:: TEXTAUSZUG

Es ist leicht zu sehen, dass sich diese beiden Definitionen in der praktischen Anwendung oft unterscheiden und widersprechen werden. Als radikaler Gegenentwurf dieser Moralvorstellungen soll noch eine dritte Definition von „gut“ vorgestellt werden, welche von Friedrich Nietzsche stammt: „Was ist gut? – Alles, was das Gefühl der Macht, den Willen zur Macht, die Macht selbst im Menschen erhöht. Was ist schlecht? – Alles, was aus der Schwäche stammt“ (Nietzsche, Abs. 2).
Nietzsches Entwurf von gut und böse widerspricht den vorher genannten völlig, seine Schlussfolgerung, „Die Schwachen und Missrathnen sollen zugrunde gehn“ (ebd.) kann mit Kant oder Mill nicht vereinbart werden. Intuitiv wird man Nietzsches Begriff von „gut“ sofort ablehnen, da sie dem Alltagsverständnis von „gut“ und „böse“ widerspricht. Doch wieso ist Nietzsches Definition weniger plausibel als die von Kant oder Mill?
Die Frage, was „gut“ eigentlich bedeutet, wurde auch von G.E. Moore gestellt. Er hält sie für „die fundamentalste Frage der ganzen Ethik“ (Moore, S.34). Jede Ethik hat diese Frage als Basis, und je mehr sich die Antworten unterscheiden, desto mehr unterscheiden sich die Ethiken. Moores Antwort auf diese Frage ist jedoch radikal verschieden von den Antworten der meisten Ethiker. Er meint, „daß ‚gut’ ein einfacher Begriff ist, so wie ‚gelb’ ein einfacher Begriff ist; daß man, so wie man unmöglich jemanden, der es nicht schon kennt, erklären kann, was gelb ist, diesem auch nicht erklären kann, was gut ist“ (Moore, S.36). Der Begriff „gut“ bezeichnet also einen nicht weiter zerlegbaren Grundbegriff, der als solcher undefinierbar ist. Dies würde bedeuten, dass sowohl die Definition Kants als auch die vom Mill und Nietzsche fehlerhaft sind. Doch wieso denkt Moore, dass „gut“ ein undefinierbarer Begriff ist?

::::
:: DATENSATZABSCHNITT

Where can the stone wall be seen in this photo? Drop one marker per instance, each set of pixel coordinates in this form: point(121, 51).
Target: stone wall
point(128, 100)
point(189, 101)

::::

Welche Frage hält G.E. Moore laut dem Textauszug für „die fundamentalste Frage der ganzen Ethik“?

Die Frage, was „gut“ eigentlich bedeutet.